Records from a data source
_ _ _ _
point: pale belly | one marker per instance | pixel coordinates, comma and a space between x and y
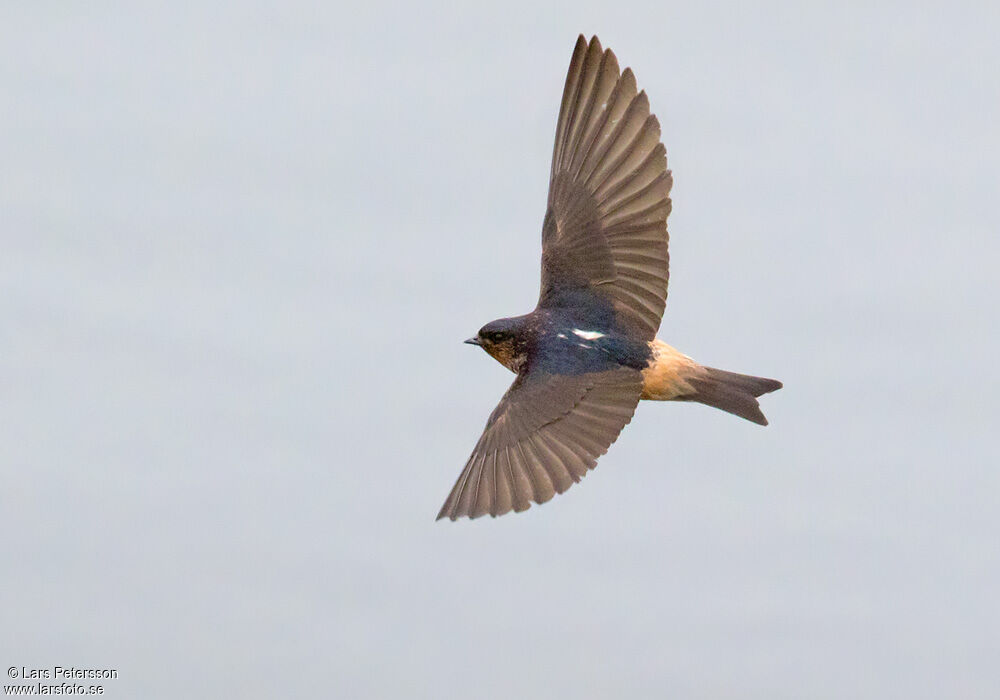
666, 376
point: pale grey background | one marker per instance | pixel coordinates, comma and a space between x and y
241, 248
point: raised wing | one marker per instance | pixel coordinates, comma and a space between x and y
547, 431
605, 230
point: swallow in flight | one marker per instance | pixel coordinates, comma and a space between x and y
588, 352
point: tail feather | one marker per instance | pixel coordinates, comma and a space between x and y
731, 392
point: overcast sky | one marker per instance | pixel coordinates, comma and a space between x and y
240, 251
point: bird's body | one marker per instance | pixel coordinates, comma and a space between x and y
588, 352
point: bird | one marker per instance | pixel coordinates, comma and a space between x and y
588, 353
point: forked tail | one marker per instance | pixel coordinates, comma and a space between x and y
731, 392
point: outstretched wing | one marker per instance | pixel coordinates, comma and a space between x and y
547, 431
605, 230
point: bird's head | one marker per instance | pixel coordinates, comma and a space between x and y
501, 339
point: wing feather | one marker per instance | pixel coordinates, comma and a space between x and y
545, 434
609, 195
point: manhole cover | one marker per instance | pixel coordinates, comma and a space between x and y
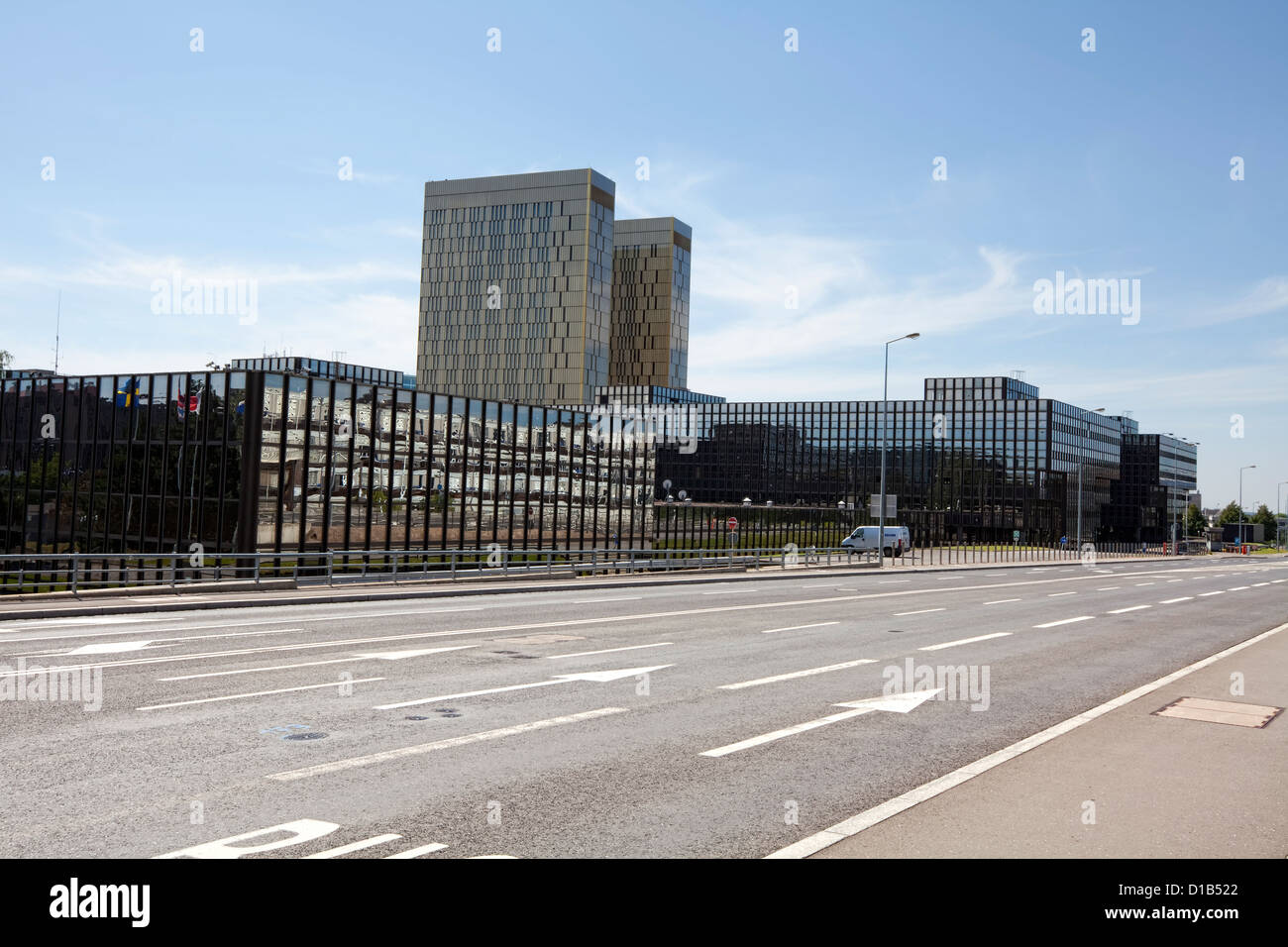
_ _ _ _
Exercise goal:
An exact copy of the records above is wanted, with the pictures omitted.

Solution:
point: pale belly | one marker per instance | pixel coordinates, comma and a space between x and y
666, 376
point: pale grey background | one marker per instance | pixel coordinates, comma and a space between x and y
241, 248
point: raised wing | one marker per instance | pixel coordinates, comma and a space between x and y
547, 431
605, 230
point: swallow in flight | one marker per instance | pixel coordinates, comma and a space between x and y
588, 352
point: tail feather | one marker per instance | pixel coordinates, comma and a space between x and y
731, 392
point: overcast sky | one marker per instance | pixel coordinates, comma and a space between x and y
240, 251
point: bird's body | one marker per instance | pixel coordinates, comma and a space between x and y
588, 352
point: bird | one marker per instance | pixel coordinates, comma and a space between x and y
588, 353
point: forked tail | one marker per instance | pixel coordinates, comma and a space between x and y
731, 392
point: outstretched wing | one marker per instance | pixel coordinates, comma and a space between x and y
547, 431
605, 230
point: bird's head | one marker per instance | pixel coordinates, comma and a space between x and y
501, 339
point: wing feather | one marker per instance | pixel coordinates, comma and a space between x and y
545, 434
609, 195
point: manhole cover | one marker per instance | pixel coordinates, comma and a space between x and y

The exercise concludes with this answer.